* **Records from a dataset**:
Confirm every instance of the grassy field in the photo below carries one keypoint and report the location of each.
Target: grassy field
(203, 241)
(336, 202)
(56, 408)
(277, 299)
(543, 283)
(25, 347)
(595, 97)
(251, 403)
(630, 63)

* **Exercise description**: Repeat the data in full, keeping each word exactly as it is.

* **Exercise response**:
Confirm every instance of the grassy field in the photo below carries one keypoint and report the location of each.
Target: grassy field
(203, 241)
(336, 202)
(56, 408)
(277, 299)
(543, 283)
(25, 347)
(595, 97)
(251, 403)
(630, 63)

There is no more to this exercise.